Warning: This article contains mentions of transphobia and mentions of self-harm.

Most of this series to date has been focused on movies — whether short or long — and has been centered on the sexual identities of queer women as expressed through horror. I’m not done talking about those, but for a handful of reasons, I’m changing things up a little this week.

By which I mean I’m feeling some type of way about my gender, both in general and in response to certain spikes in transphobic rhetoric encouraged by certain public figures we won’t name. My partner astutely described what I’ve been feeling as “gender: fighty.” To make a long story short, it led me down a frustratingly long rabbit hole trying to find any kind of horror media centering a trans character that was neither exploitative torture porn nor a “trans killer” shock reveal.

Enter Vera Miao’s “Singularity,” one segment of Two Sentence Horror Stories’ three-part season 1 finale. With it came a much-welcomed sigh of relief. While this anthology was originally released on the now-defunct go90 platform, it has since been picked up by the CW, with a second season slated to arrive sometime this fall, and a third season to look forward to in the future. Each episode to date has also been uploaded by creator and director Vera Miao to her Vimeo account, for those watching from outside the US.

Each installment to date is both diverse and intimate, using genre stylings to tell deeply personal and confronting (and delightful) stories that reflect both the universality of fear and the specific ways it translates for people who rarely get to be the protagonist in this kind of genre work. I can’t recommend it enough. That’s my plug. That’s my bit. Now let’s dive into “Singularity” proper, shall we?

“Singularity” takes off from the idea of biohacking and transhumanism. It follows Nala, played by the spectacular Jen Richards, as her pursuit of connection, self-actualization, and establishment of open-source communication technologies through biohacking take a dark turn.

Transhumanism in fiction is frequently seen wrestling with concepts of classism and the ideal body. For instance, the muscular, nominally cishet, white, heavily augmented Adam Jensen (Deus Ex) comes to mind. “Singularity,” meanwhile, reframes these ideas to grapple with communication, isolation, and in many ways the challenges and perils of trying to express an identity. Particularly the challenge of expressing an experience to people who don’t share it and are either unable or unwilling to understand.

• **Exercise A**
In the essay on "Singularity," who plays Nala?
• **Exercise B**
Write the next part of the essay on "Singularity," picking up after its last sentence.
The rows that come next are separate material and have no connection to the essay on "Singularity."

• **Given entries**
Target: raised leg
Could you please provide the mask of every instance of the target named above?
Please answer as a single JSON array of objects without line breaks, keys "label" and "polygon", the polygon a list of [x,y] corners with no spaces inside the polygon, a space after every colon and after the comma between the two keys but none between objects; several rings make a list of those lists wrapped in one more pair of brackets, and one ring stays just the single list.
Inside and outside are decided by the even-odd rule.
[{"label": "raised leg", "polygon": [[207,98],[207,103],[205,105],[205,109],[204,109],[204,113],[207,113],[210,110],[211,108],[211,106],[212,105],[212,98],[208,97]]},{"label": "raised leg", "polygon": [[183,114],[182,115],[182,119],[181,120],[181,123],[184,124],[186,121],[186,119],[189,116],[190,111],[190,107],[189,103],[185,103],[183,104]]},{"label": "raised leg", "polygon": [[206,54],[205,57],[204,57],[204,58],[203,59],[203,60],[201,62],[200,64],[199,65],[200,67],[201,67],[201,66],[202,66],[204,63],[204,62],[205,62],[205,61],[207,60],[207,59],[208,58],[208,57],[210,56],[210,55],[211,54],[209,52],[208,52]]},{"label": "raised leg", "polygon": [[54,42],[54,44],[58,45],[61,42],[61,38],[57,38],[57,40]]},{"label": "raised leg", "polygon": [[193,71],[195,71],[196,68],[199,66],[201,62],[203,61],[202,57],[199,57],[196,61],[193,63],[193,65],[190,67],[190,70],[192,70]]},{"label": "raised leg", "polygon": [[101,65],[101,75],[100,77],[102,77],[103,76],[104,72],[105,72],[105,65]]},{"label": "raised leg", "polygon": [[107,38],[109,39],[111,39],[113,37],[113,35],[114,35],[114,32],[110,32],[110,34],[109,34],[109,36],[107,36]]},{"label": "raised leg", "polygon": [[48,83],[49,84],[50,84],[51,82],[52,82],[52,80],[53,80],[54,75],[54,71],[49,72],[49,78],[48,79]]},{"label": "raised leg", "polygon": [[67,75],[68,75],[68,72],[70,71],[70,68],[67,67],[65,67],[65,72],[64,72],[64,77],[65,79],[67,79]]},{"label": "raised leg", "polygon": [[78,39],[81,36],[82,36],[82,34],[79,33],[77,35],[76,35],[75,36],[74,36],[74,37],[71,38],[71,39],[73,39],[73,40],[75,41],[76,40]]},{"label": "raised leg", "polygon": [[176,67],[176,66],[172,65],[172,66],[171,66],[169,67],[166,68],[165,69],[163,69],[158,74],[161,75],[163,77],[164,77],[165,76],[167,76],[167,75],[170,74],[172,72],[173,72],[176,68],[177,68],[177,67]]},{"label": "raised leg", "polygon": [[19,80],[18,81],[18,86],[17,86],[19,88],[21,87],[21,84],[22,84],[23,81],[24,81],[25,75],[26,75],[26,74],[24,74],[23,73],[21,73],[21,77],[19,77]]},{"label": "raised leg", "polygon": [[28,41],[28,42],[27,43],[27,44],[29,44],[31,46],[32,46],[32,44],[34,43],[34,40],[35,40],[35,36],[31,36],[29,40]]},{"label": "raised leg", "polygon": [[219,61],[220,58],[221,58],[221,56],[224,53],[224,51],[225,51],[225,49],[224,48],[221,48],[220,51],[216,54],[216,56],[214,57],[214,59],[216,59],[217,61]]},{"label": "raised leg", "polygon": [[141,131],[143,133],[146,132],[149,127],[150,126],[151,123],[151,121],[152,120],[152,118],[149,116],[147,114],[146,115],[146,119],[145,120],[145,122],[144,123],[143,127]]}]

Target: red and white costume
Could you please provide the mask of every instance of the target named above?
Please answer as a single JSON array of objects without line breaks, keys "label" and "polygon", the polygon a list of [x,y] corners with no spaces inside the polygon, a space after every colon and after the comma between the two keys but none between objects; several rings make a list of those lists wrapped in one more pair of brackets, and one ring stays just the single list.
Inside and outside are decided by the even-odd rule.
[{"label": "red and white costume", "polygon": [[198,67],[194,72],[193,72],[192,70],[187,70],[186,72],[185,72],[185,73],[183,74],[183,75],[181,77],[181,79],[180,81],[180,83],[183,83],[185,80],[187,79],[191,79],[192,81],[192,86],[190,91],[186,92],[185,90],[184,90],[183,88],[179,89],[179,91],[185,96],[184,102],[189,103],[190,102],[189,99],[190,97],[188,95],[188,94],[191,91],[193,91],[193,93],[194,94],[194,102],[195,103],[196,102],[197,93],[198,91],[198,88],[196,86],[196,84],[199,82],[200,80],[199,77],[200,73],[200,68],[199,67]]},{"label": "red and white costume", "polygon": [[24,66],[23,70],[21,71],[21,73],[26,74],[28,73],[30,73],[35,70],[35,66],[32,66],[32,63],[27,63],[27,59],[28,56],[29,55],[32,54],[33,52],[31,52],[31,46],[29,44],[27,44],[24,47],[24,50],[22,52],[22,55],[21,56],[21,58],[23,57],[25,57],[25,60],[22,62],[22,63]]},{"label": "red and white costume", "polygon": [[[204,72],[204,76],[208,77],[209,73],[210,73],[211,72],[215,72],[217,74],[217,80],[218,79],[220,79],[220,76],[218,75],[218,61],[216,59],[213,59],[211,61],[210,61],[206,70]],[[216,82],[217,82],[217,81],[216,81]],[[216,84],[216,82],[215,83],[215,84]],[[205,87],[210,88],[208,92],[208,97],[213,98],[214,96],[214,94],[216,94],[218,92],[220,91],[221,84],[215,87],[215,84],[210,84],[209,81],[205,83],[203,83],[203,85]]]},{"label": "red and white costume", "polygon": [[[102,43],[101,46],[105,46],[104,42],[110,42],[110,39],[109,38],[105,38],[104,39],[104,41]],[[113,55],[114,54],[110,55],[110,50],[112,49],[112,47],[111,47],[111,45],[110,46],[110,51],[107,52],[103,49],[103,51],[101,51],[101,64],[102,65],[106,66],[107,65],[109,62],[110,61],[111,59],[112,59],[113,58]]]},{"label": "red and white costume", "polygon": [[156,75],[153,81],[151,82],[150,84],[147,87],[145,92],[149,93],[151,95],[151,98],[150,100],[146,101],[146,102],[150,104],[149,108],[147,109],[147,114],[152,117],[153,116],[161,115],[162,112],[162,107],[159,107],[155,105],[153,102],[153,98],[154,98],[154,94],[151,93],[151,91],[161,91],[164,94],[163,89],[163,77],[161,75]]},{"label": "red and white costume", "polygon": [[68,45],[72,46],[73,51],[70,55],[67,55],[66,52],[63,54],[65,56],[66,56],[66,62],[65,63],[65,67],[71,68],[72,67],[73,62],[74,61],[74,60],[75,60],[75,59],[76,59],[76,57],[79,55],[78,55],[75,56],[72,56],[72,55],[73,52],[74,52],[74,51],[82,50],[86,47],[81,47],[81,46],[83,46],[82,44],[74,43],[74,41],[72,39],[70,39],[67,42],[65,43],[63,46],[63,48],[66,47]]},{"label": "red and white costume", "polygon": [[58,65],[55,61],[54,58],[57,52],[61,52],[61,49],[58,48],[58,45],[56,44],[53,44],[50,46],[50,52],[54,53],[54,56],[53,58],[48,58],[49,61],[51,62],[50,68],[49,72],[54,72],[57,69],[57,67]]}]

• **Written answer A**
Jen Richards

• **Written answer B**
Nala does insist, (rightly so) that her biohacking has nothing to do with her transition, when her cis-gendered emergency contact-slash-ex suggests as much. Still, there’s something about the desire for a physical, embodied self-actualization that is so integral to Nala’s desire to share, communicate, and be understood that resonates on a trans frequency.

Equally significant is that Nala’s experience as a trans woman is both consistently and yet casually present in the text. It informs her relationships, her confrontations of horror and threat, and her building of community. It is never played for shock, comedy, or a particularly and cruelly targeted brutality.

Admittedly, there are aspects of “Singularity” that are left in some ways unresolved, but such is the nature of the two-sentence horror story. This unsettling incompleteness is a lot of what makes this episode so effective. Its themes don’t resolve tidily because they can’t. In fact, without getting into spoilers, since I strongly feel watching it works best without them; I’m going to be thinking about those climax scenes for a good long while.

Now, I love horror (obviously) but I have to concede that finding something that scares me in the right ways is difficult. Finding things that are scary in ways that are enjoyably chilling, emotionally meaningful, and not just brutal for the sake of brutality, can be a hard sell. “Singularity” is certainly bloody and some of its biohacking elements resemble self-harm, but it still ticked all of those boxes for me, and I’m about to go watch it again. I hope you’re feeling the warmth of my suggestion and you do likewise. Catch you all next week!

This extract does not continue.